Gespeicherte Daten:

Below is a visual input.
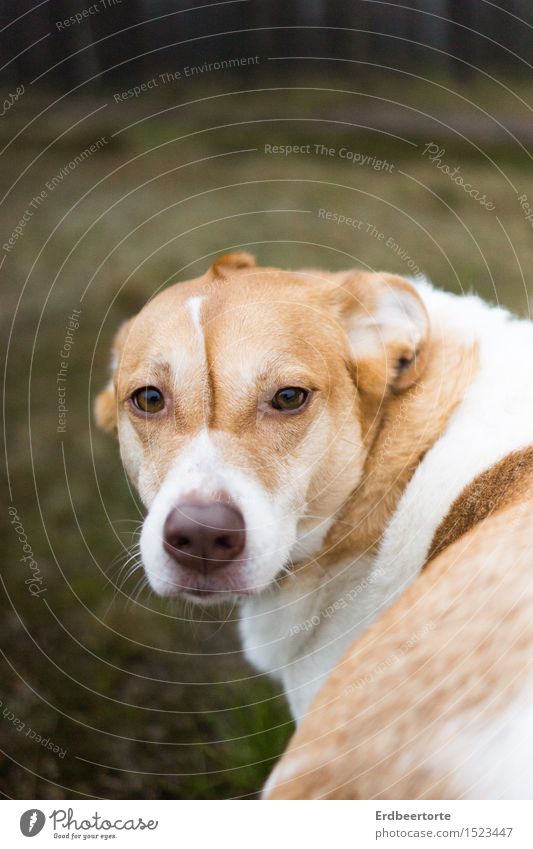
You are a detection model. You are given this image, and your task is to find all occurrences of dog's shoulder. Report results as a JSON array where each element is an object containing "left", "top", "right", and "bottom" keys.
[{"left": 428, "top": 445, "right": 533, "bottom": 562}]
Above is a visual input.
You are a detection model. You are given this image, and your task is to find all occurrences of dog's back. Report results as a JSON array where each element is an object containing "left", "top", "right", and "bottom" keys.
[{"left": 265, "top": 449, "right": 533, "bottom": 799}]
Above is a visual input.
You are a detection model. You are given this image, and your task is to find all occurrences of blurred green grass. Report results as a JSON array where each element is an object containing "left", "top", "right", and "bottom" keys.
[{"left": 0, "top": 80, "right": 533, "bottom": 798}]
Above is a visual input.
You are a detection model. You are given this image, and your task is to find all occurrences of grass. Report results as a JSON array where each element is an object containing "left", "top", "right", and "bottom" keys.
[{"left": 0, "top": 71, "right": 533, "bottom": 798}]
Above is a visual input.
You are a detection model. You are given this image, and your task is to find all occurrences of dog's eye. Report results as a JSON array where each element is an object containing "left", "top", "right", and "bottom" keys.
[
  {"left": 131, "top": 386, "right": 165, "bottom": 413},
  {"left": 270, "top": 386, "right": 309, "bottom": 413}
]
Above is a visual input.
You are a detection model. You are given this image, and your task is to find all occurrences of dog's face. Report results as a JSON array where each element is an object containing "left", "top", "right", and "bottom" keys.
[{"left": 96, "top": 254, "right": 427, "bottom": 602}]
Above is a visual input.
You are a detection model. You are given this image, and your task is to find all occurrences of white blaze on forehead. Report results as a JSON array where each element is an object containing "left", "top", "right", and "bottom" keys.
[{"left": 185, "top": 295, "right": 205, "bottom": 355}]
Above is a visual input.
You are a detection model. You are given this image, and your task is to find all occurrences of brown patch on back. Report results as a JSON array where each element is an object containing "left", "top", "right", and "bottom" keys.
[{"left": 428, "top": 446, "right": 533, "bottom": 562}]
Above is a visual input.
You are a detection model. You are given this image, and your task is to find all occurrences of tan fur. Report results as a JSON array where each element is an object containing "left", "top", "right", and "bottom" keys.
[
  {"left": 268, "top": 484, "right": 533, "bottom": 799},
  {"left": 95, "top": 254, "right": 454, "bottom": 528},
  {"left": 428, "top": 448, "right": 533, "bottom": 560}
]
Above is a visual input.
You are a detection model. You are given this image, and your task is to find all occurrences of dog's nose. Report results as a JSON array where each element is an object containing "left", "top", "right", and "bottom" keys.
[{"left": 163, "top": 501, "right": 246, "bottom": 572}]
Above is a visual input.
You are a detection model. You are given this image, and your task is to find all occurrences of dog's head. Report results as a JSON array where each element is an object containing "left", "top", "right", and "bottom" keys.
[{"left": 96, "top": 254, "right": 428, "bottom": 601}]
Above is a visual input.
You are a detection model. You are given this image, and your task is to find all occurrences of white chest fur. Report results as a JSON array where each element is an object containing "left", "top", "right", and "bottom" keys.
[
  {"left": 240, "top": 557, "right": 379, "bottom": 718},
  {"left": 241, "top": 285, "right": 533, "bottom": 718}
]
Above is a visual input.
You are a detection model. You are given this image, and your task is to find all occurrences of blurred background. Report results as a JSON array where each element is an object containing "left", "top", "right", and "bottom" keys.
[{"left": 0, "top": 0, "right": 533, "bottom": 798}]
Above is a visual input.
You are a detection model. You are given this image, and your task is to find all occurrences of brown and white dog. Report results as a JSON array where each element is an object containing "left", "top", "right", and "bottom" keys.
[{"left": 96, "top": 254, "right": 533, "bottom": 798}]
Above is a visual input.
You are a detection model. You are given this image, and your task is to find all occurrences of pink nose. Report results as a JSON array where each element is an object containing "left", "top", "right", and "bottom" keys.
[{"left": 163, "top": 501, "right": 246, "bottom": 573}]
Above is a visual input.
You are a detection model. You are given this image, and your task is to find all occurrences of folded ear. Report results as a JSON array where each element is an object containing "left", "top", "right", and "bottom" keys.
[
  {"left": 332, "top": 272, "right": 429, "bottom": 395},
  {"left": 211, "top": 251, "right": 255, "bottom": 277},
  {"left": 94, "top": 319, "right": 133, "bottom": 432}
]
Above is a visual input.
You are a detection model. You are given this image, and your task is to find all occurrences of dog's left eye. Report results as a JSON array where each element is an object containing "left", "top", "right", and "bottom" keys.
[
  {"left": 131, "top": 386, "right": 165, "bottom": 413},
  {"left": 270, "top": 386, "right": 309, "bottom": 413}
]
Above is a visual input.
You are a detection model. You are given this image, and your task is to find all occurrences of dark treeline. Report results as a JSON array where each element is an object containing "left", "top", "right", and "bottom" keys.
[{"left": 0, "top": 0, "right": 533, "bottom": 89}]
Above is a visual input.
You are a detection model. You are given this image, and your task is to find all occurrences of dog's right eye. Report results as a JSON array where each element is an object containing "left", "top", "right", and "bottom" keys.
[{"left": 131, "top": 386, "right": 165, "bottom": 413}]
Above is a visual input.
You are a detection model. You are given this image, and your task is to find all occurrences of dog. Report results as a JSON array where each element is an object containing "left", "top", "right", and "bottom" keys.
[{"left": 95, "top": 253, "right": 533, "bottom": 788}]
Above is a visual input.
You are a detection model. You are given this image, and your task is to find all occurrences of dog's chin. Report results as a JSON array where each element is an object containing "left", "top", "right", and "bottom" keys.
[{"left": 141, "top": 563, "right": 281, "bottom": 606}]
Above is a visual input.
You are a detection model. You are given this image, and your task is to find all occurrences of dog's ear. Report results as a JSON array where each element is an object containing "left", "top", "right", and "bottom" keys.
[
  {"left": 94, "top": 319, "right": 133, "bottom": 432},
  {"left": 331, "top": 271, "right": 429, "bottom": 396},
  {"left": 211, "top": 252, "right": 255, "bottom": 277}
]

DEINE AUFGABE: Gib an, in wie vielen Zeilen des Materials die Zeichenfolge „grass“ vorkommt. Nenne nur die Zahl.

DIE LÖSUNG: 2